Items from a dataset
________________

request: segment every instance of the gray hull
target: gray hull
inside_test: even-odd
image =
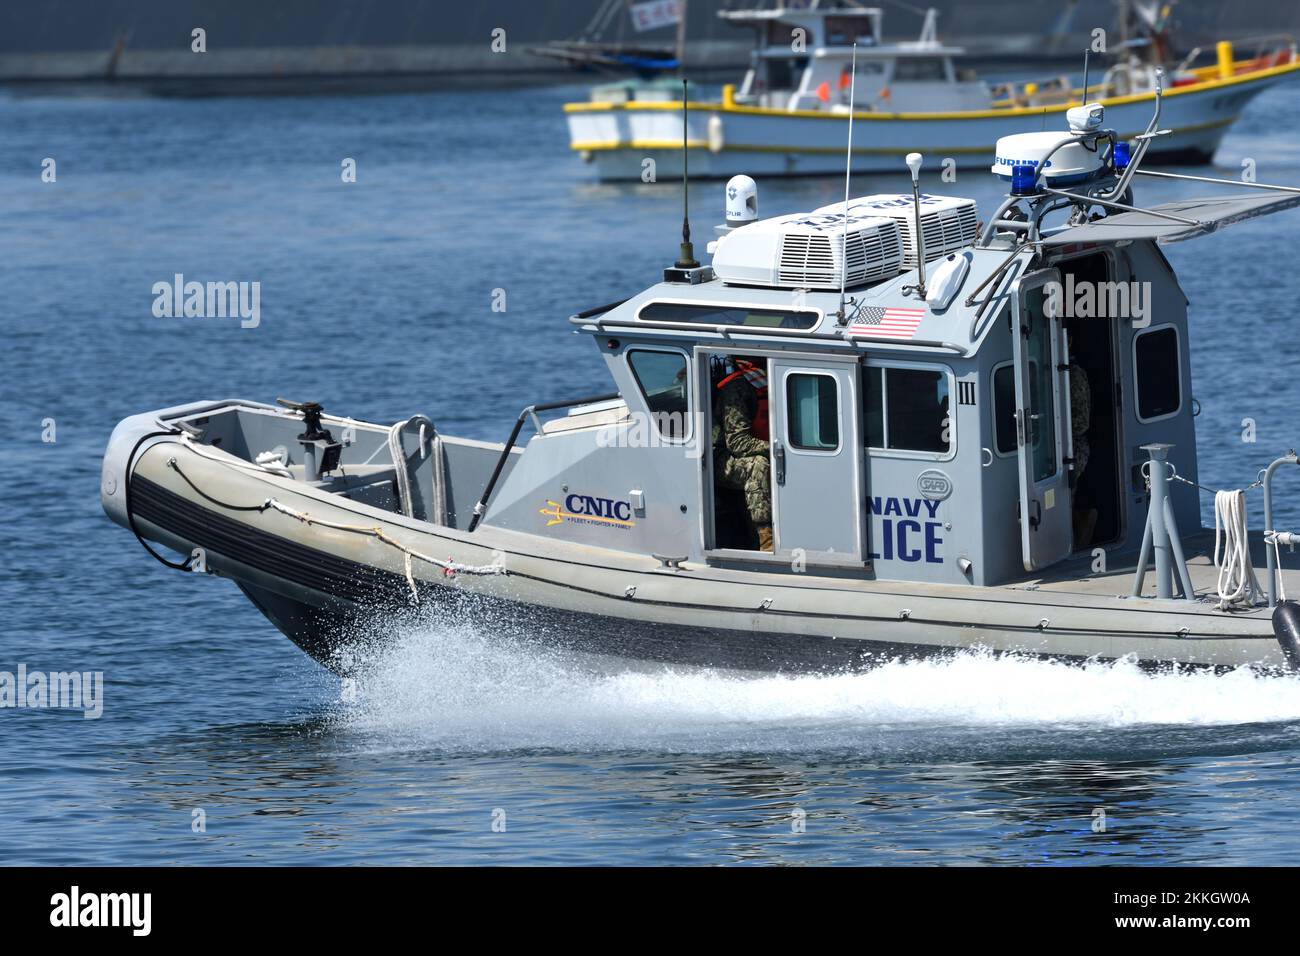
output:
[[[412,598],[401,551],[320,522],[382,528],[413,550],[466,565],[504,565],[504,574],[474,575],[413,562],[420,601],[440,613],[631,658],[816,670],[869,666],[882,655],[988,648],[1216,667],[1283,664],[1267,610],[1227,615],[1205,600],[1129,598],[1122,570],[1075,578],[1067,569],[1050,580],[978,589],[713,565],[673,571],[648,556],[491,526],[473,533],[434,526],[293,477],[236,467],[234,456],[196,449],[179,436],[141,440],[156,428],[157,418],[139,416],[115,432],[104,466],[110,516],[128,524],[129,482],[136,531],[182,553],[202,549],[209,573],[237,582],[280,630],[332,667],[360,622]],[[259,510],[270,498],[311,521]],[[1204,582],[1203,562],[1191,564]]]

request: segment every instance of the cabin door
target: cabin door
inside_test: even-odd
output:
[[[1026,571],[1068,557],[1072,549],[1069,470],[1069,388],[1061,369],[1061,319],[1051,314],[1046,286],[1055,269],[1016,282],[1012,351],[1016,366],[1016,445],[1020,460],[1020,548]]]
[[[777,552],[861,565],[866,492],[856,359],[773,358],[768,381]]]

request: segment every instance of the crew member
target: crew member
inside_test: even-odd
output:
[[[736,357],[718,382],[713,406],[713,473],[716,482],[745,495],[760,551],[774,551],[772,480],[767,424],[767,362]]]

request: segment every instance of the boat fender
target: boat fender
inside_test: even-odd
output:
[[[722,117],[717,113],[709,116],[708,137],[710,153],[720,153],[727,145],[726,134],[722,131]]]
[[[950,254],[943,264],[934,270],[930,287],[926,290],[925,301],[936,312],[942,312],[952,304],[952,300],[961,291],[962,283],[970,272],[971,254]]]
[[[1278,602],[1273,611],[1273,636],[1282,648],[1287,668],[1300,671],[1300,603]]]

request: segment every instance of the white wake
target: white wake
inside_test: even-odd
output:
[[[457,750],[870,752],[901,736],[1015,745],[1044,731],[1097,740],[1144,727],[1300,721],[1300,680],[1246,668],[1153,673],[1130,661],[969,652],[860,673],[749,676],[567,654],[485,630],[386,635],[382,649],[354,661],[336,725],[392,746]]]

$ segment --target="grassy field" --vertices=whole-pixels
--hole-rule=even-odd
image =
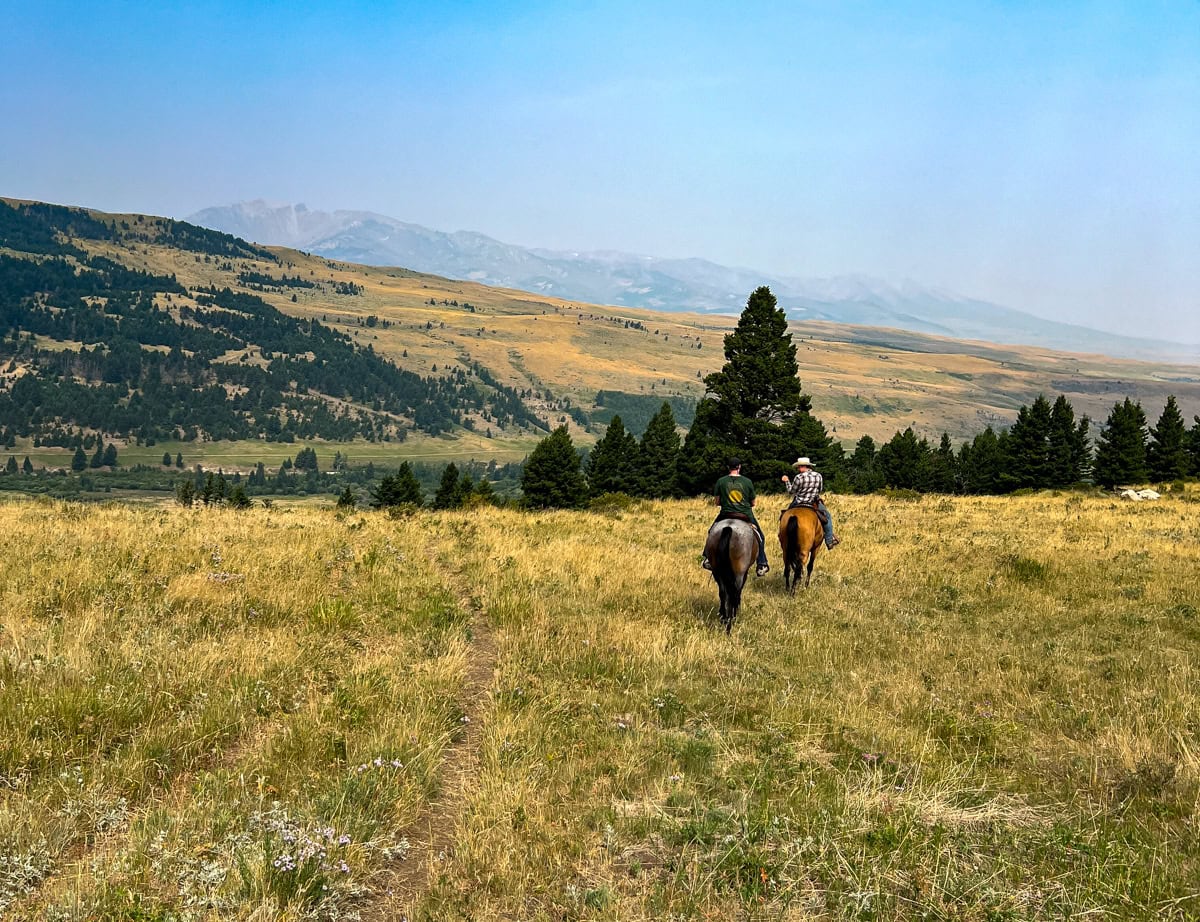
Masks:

________________

Brief: The response consists of the lines above that contain "every".

Exercise response:
request: segment every instance of the gray hull
request: segment every instance of the cabin door
request: segment every instance of the crew member
request: segment every instance of the boat fender
request: segment every instance of the white wake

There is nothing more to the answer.